Please, from the entries below, transcribe exactly the lines that begin at the line with "white wall, formatted" and end at the line with "# provide a point for each instance of the leafy", without the pictures.

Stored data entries

= = = = = = =

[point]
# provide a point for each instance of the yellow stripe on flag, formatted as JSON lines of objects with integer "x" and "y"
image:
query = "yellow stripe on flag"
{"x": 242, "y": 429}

= = = = = = =

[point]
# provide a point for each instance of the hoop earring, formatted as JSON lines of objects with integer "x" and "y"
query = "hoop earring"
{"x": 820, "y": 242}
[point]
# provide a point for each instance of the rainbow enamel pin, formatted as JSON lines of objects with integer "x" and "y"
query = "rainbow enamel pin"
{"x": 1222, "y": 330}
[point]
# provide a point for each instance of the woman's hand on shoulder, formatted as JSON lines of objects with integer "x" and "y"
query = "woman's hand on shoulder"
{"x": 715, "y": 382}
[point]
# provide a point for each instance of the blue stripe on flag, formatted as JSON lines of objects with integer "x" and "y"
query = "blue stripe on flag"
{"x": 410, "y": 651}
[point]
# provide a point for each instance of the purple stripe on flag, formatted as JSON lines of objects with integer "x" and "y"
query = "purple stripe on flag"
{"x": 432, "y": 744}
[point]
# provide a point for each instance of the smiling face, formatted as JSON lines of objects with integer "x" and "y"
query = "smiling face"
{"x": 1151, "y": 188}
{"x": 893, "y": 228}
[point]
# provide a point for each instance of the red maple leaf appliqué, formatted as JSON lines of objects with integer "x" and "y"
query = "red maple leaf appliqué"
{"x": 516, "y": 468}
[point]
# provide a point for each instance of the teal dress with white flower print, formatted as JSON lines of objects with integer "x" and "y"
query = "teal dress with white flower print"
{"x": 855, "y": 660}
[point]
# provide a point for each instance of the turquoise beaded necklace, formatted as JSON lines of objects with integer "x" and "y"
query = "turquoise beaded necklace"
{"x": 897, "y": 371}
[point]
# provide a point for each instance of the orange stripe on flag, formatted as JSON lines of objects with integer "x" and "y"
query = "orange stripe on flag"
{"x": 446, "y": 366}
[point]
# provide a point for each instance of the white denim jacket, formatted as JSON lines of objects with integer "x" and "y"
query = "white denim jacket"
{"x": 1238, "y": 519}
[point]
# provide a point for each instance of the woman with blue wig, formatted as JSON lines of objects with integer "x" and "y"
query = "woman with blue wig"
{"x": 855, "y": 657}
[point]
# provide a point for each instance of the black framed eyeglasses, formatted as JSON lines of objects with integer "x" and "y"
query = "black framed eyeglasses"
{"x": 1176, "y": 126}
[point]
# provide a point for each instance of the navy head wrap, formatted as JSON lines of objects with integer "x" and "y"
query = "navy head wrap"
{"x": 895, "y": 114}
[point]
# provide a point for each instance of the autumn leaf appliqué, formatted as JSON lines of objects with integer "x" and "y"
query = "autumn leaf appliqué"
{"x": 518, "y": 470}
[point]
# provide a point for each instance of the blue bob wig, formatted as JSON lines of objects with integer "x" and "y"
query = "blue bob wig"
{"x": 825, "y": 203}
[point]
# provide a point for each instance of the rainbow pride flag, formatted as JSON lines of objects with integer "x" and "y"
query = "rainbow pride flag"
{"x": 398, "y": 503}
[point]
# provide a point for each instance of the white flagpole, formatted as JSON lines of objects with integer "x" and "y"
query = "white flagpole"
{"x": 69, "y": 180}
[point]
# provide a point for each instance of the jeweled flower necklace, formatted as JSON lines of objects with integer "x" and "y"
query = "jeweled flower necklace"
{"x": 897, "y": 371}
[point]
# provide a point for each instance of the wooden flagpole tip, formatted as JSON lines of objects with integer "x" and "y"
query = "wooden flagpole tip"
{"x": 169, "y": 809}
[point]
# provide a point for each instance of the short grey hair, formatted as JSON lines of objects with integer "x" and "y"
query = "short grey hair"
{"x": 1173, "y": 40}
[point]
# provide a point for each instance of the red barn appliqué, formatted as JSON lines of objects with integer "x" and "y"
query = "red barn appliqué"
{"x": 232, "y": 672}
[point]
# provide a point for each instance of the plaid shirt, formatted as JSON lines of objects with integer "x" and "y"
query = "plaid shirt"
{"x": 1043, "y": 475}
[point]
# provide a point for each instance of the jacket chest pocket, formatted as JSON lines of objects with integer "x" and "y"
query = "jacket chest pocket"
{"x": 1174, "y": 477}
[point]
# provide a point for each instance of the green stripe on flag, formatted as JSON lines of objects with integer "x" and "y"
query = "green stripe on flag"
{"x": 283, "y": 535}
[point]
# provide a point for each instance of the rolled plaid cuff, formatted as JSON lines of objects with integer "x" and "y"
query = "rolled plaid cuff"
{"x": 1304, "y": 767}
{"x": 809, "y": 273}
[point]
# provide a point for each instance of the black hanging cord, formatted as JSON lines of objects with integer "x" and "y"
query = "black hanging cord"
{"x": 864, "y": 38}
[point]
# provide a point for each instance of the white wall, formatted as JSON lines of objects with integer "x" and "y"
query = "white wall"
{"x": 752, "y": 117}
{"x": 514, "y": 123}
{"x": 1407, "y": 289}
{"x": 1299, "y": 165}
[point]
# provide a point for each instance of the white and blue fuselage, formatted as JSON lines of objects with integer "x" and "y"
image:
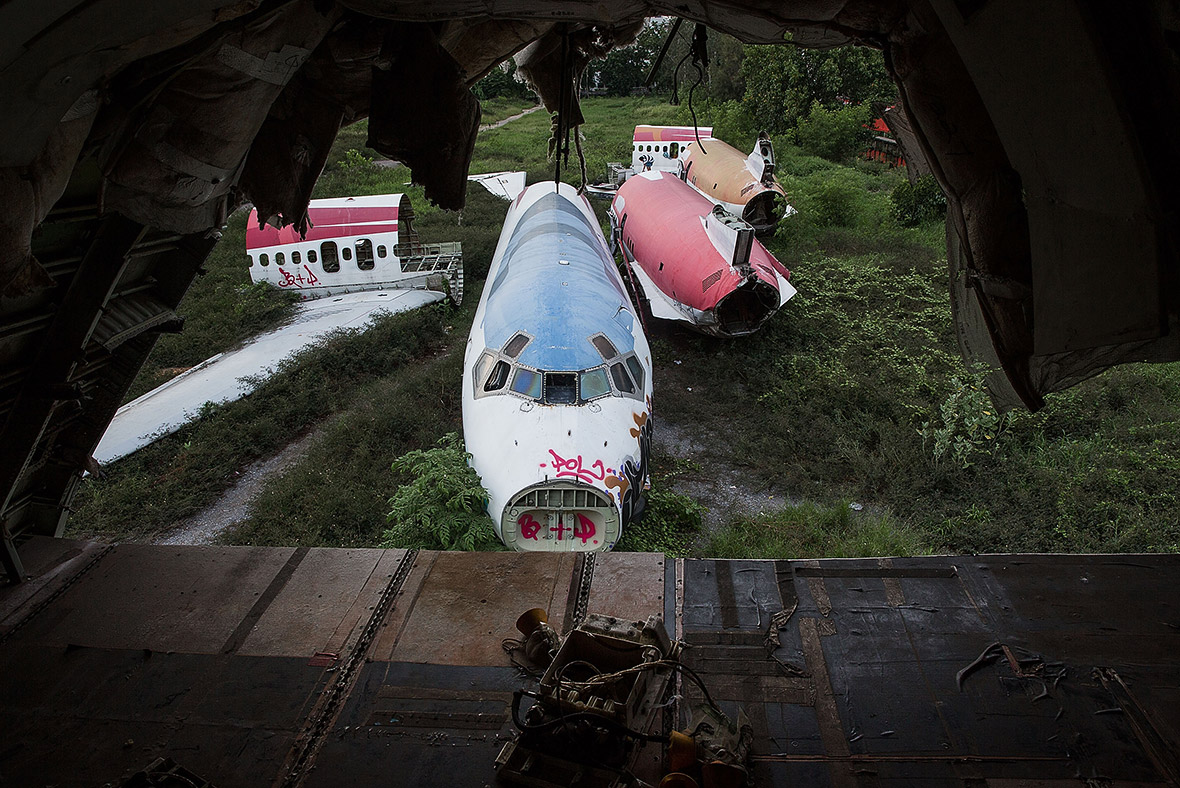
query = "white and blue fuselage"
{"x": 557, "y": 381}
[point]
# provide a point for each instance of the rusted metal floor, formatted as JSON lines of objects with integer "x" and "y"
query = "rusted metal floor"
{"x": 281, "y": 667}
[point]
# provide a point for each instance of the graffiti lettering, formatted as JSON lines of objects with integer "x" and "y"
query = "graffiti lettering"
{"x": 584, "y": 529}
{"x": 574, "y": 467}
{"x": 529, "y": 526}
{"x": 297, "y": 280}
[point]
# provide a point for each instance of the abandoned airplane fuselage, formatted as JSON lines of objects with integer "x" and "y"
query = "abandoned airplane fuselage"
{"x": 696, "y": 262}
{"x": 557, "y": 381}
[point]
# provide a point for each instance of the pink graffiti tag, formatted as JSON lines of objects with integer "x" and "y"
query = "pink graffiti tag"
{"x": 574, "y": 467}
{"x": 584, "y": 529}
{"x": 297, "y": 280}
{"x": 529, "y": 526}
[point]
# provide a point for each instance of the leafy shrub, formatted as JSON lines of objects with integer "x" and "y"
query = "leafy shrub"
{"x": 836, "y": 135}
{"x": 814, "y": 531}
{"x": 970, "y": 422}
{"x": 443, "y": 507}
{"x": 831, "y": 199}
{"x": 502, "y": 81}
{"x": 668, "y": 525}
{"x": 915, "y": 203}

= = = = = = =

**Answer to the problem:**
# provide a point for each instance of the white wall, formatted as JSON lines of objects with integer "x" and "y"
query = "white wall"
{"x": 752, "y": 117}
{"x": 514, "y": 123}
{"x": 1407, "y": 289}
{"x": 1299, "y": 165}
[point]
# provide a point for each instance of the white and blue fuselage, formatted as JSON lines of objects with integer "x" and "y"
image:
query = "white and blue fuselage"
{"x": 557, "y": 381}
[point]
# provide a point for each instance of the rusted metal floor, formatted as JSON lines of objects with integer "x" and "y"
query = "rusted metal floor"
{"x": 281, "y": 667}
[point]
# provide a point for each instance of the graffiti lettering, formatted as JSON lines of objects with integer "x" and "y"
query = "graffiti lettering"
{"x": 584, "y": 529}
{"x": 574, "y": 467}
{"x": 529, "y": 526}
{"x": 297, "y": 280}
[point]
# provide a point for each instance of the abandoned airplane fuselage, formatted as JSON lines of objects with integer "x" and "y"
query = "abandoned airplane fuselage"
{"x": 696, "y": 262}
{"x": 557, "y": 381}
[point]
# provide a point for each instance of the pink graffiti tag, formatted as JSON lines of objects with integer "x" and "y"
query = "pink graffiti tag"
{"x": 574, "y": 467}
{"x": 584, "y": 529}
{"x": 297, "y": 280}
{"x": 529, "y": 526}
[point]
# provide a point for each instance of the leafy shrub, formatted as JSON lines of objects with integer "x" and "y"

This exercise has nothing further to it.